**Problem**
Reproduce every line of the rows below without any change, leaving out the pictures.

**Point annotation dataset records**
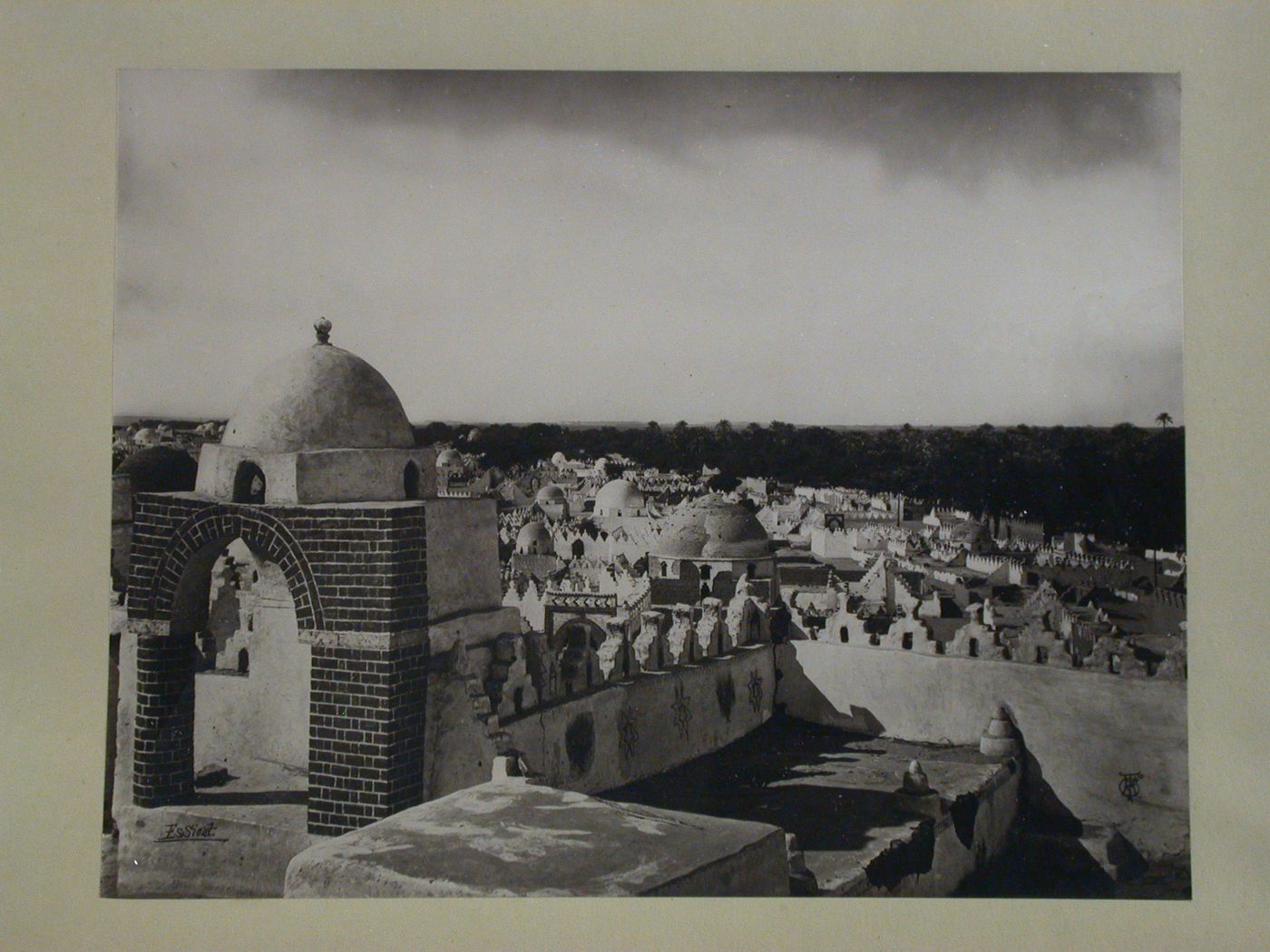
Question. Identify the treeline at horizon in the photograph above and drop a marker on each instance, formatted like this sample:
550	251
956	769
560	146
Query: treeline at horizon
1124	482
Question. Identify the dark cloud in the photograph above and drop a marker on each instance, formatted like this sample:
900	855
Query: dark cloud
955	126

**Task answer**
Question. Identify the treeline at horizon in the photograph above and drop a marker on each instance, formatted like this sample:
550	251
956	769
560	146
Query: treeline at horizon
1124	482
Question. Identify the dark cloud in the photograph above and drop a marker on each instance, formatted like this sample:
900	855
Query: dark cloud
955	126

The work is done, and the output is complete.